▶ [DIRECTIONS FOR THIS TASK]: Keep only the lines of the material below that contain the word "wall". Copy those lines.

[Opening SUPPLIED INFORMATION section]

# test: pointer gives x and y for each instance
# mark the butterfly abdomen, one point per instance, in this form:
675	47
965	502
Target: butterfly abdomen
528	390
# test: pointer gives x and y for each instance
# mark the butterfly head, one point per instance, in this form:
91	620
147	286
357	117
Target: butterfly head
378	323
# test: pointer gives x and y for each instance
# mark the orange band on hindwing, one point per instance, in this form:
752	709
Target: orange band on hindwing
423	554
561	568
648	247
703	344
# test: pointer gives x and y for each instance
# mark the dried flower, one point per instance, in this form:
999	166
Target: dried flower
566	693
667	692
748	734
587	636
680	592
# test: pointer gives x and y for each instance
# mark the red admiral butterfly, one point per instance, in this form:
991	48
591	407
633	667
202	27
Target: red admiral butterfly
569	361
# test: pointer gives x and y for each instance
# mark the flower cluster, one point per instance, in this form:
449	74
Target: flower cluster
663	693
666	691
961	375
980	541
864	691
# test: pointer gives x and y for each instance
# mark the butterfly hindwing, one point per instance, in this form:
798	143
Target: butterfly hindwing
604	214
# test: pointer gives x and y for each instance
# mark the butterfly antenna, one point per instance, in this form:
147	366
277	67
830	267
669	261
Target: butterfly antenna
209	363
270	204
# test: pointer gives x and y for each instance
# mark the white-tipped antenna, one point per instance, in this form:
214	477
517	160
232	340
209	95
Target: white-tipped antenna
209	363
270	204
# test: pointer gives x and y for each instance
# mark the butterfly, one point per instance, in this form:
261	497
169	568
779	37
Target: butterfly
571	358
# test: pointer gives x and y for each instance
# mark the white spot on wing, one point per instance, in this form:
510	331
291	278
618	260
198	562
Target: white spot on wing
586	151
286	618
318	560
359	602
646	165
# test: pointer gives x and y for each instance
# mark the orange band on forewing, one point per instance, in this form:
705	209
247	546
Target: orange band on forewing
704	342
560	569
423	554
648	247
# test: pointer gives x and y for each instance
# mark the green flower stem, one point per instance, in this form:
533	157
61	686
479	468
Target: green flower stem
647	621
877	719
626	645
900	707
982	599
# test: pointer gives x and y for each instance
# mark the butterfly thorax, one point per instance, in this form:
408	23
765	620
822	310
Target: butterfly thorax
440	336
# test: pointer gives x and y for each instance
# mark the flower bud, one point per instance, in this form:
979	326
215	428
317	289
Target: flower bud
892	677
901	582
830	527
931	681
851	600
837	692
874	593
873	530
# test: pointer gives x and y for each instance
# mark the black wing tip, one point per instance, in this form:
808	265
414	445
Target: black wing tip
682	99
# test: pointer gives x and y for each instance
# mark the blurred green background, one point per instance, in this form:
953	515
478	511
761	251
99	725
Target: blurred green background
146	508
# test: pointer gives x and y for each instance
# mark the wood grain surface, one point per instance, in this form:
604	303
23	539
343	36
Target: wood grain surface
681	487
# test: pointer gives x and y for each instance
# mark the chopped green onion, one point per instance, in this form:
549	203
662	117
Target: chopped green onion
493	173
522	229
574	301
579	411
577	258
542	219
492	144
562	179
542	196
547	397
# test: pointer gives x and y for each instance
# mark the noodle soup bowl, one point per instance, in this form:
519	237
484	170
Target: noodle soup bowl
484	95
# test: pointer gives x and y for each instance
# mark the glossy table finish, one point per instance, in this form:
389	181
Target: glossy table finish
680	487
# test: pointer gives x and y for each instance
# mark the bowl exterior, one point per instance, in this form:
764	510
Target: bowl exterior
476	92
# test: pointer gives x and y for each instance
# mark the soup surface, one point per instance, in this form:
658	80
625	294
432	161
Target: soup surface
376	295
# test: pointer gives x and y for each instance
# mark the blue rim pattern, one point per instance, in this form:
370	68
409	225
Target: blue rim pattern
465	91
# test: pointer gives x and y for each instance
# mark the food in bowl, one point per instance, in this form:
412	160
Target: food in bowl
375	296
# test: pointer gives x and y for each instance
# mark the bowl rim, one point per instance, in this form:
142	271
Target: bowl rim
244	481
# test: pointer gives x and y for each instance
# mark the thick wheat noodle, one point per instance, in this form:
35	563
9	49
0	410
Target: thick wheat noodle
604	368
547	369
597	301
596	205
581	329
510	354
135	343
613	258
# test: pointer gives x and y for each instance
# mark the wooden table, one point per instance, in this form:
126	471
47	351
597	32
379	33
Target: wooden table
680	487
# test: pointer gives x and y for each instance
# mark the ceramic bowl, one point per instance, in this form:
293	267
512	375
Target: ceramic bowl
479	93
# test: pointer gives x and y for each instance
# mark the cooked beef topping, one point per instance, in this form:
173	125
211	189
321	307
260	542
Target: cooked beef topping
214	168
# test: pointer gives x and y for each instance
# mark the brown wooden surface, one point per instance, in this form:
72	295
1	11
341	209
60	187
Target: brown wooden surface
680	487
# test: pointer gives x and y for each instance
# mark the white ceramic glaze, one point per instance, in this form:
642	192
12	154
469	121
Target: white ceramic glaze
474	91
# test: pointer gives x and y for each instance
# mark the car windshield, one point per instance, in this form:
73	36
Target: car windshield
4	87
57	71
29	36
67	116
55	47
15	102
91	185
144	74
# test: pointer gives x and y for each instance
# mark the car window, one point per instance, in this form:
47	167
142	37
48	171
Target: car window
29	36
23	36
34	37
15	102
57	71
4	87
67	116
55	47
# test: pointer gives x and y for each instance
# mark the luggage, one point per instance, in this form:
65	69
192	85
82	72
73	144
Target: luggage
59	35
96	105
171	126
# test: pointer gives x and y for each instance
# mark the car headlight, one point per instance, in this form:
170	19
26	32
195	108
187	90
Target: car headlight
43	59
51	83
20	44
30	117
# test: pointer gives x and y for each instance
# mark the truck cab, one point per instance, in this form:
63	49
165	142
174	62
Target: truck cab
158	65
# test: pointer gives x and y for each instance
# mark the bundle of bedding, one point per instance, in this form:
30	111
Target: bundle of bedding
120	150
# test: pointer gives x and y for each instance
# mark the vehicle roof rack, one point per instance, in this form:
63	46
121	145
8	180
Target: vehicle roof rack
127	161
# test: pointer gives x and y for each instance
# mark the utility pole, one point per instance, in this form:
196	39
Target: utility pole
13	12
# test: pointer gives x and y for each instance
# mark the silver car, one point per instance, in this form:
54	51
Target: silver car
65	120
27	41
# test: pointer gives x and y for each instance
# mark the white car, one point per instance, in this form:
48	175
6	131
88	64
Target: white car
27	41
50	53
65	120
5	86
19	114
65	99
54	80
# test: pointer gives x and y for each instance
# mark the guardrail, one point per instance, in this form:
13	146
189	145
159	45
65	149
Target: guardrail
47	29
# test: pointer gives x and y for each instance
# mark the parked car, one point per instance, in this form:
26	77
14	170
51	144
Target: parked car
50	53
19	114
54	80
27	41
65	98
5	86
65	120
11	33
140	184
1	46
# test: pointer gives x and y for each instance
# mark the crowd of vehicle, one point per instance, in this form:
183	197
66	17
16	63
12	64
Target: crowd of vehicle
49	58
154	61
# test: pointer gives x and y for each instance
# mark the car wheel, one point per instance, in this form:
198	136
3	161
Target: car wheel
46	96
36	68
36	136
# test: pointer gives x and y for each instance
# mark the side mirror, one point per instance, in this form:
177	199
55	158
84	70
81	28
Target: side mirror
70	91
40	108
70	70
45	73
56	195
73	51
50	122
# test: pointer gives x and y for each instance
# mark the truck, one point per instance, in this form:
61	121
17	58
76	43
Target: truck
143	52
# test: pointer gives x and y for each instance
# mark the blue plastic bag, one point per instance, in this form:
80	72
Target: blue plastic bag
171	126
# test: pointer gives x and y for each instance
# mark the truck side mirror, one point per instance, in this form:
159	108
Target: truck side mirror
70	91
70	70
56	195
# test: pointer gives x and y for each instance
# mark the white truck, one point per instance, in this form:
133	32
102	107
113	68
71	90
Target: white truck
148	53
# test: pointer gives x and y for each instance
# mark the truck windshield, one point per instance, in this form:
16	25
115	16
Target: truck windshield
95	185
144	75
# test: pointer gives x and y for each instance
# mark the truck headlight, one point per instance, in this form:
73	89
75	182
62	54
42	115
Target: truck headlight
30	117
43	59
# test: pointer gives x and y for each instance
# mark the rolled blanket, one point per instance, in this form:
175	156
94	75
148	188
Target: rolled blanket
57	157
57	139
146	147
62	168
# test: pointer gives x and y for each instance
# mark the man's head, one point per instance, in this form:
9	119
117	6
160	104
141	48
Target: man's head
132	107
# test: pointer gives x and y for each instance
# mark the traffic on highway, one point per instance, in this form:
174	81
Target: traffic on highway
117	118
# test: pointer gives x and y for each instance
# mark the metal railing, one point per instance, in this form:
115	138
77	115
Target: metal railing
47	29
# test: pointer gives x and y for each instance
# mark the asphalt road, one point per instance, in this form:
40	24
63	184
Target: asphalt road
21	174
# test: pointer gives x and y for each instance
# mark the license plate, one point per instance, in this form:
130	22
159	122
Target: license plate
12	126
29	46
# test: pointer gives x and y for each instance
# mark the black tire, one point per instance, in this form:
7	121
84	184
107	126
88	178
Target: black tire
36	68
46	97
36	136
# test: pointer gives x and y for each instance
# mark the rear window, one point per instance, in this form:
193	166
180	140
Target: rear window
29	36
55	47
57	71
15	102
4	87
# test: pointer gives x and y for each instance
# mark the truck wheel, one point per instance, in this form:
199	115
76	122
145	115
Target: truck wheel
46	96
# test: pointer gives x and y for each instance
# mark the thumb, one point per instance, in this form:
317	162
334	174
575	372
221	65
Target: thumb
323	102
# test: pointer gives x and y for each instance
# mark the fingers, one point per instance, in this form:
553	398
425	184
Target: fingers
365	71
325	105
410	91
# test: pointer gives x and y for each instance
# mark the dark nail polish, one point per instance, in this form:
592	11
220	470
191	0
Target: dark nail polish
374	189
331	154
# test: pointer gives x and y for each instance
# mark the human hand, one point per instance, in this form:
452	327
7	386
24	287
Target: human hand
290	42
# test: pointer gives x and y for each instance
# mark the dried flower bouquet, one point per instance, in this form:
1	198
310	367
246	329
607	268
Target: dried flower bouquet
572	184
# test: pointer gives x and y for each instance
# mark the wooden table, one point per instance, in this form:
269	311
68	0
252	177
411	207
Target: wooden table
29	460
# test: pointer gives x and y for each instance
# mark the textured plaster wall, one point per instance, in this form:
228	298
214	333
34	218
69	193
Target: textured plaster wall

[Closing SUPPLIED INFORMATION section]

▶ [SOLUTION FOR THIS TASK]:
# mark the textured plaster wall, one point per instance, in this form:
Target: textured plaster wall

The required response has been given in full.